— Begin Selection —

This article is the second of a two-part series. Read the first article

Four convictions shape our Winter School Online (in fact, these convictions inform everything we do and every course we offer at Stirling Theological College).[1]

1.  Our education is Christ-centred

Theological and ministry education must stay focused on the main thing—forming women and men as disciples of Jesus Christ and inspiring and shaping them to love and serve Jesus and his church and his world.

Our training needs to be Christ-centred, gospel-focused and biblically-grounded if it is going to lead to discipleship. We need to ensure that we place Jesus Christ and his gospel at the centre of our teaching, formation, research, writing, and everything else we do. And we place Scripture at the heart of our theological education and ministry training. We evaluate our training and formation through the lens of Scripture. We teach students to be disciples of Jesus who read and interpret and communicate Scripture accurately, contextually, skilfully, and clearly.

2. Our education develops learning communities

As we developed the Winter School Online units, we asked ourselves, “Do these units help people learn in community and value Christian community?”

Students and educators pursue learning together. Lecturers may have more knowledge in a particular area. But it isn’t that some are ‘experts’ and others ‘novices’. Instead, theological education happens best in learning communities. This kind of training is experiential, participatory, interactive, and communal.

Together we explore faith, theology, curriculum, mission and ministry. Together we shape learning communities characterised by contextual theology, global conversations and grassroots participation.

This is a move from hierarchy to equality. It’s a change from monological transmission of information to participatory learning. It’s a shift from mere intellectual stimulation to the formation of whole persons in life and community.

Learning communities build shared educational experiences, inviting contributions from educators, students, families, churches, and others to evaluate curriculum and methods. They foster emotional authenticity, interpersonal connection, active teaming, spiritual depth, community vitality, and interaction.

— End Selection —
— Begin Material supplied —

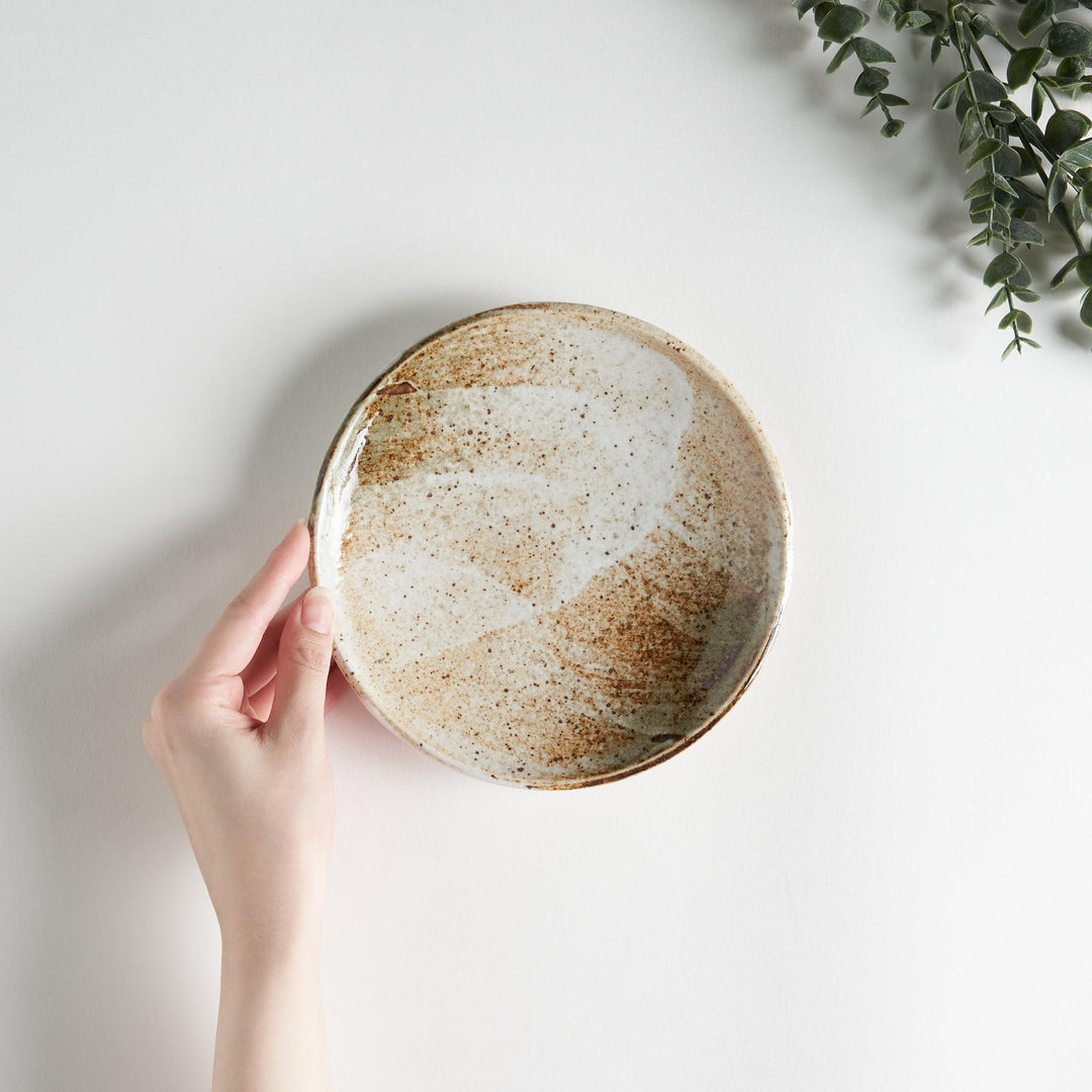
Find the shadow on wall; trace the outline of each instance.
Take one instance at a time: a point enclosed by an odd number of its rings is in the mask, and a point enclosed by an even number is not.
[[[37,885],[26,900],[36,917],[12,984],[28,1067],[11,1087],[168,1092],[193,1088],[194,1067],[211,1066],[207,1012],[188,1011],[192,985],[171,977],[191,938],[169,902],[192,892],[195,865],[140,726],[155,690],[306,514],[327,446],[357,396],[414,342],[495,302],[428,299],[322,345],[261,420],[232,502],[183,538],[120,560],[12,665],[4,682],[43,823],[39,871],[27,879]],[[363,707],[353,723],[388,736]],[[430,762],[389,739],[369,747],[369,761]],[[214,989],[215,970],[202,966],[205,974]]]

— End Material supplied —
— Begin Material supplied —

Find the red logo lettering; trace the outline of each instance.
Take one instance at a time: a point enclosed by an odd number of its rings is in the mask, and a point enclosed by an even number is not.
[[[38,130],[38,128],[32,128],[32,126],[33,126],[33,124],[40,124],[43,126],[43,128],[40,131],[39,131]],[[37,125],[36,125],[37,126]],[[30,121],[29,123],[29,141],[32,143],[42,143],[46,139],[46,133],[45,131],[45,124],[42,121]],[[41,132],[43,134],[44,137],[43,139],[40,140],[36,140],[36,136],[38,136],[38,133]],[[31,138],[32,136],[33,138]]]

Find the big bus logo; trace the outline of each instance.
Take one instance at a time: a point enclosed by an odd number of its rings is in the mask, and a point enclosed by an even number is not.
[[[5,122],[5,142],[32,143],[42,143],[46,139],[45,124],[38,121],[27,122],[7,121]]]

— End Material supplied —

Set problem: Copy out the stretch of the Winter School Online article from "This is a move" through "life and community.", word for word.

Answer for the task:
This is a move from hierarchy to equality. It’s a change from monological transmission of information to participatory learning. It’s a shift from mere intellectual stimulation to the formation of whole persons in life and community.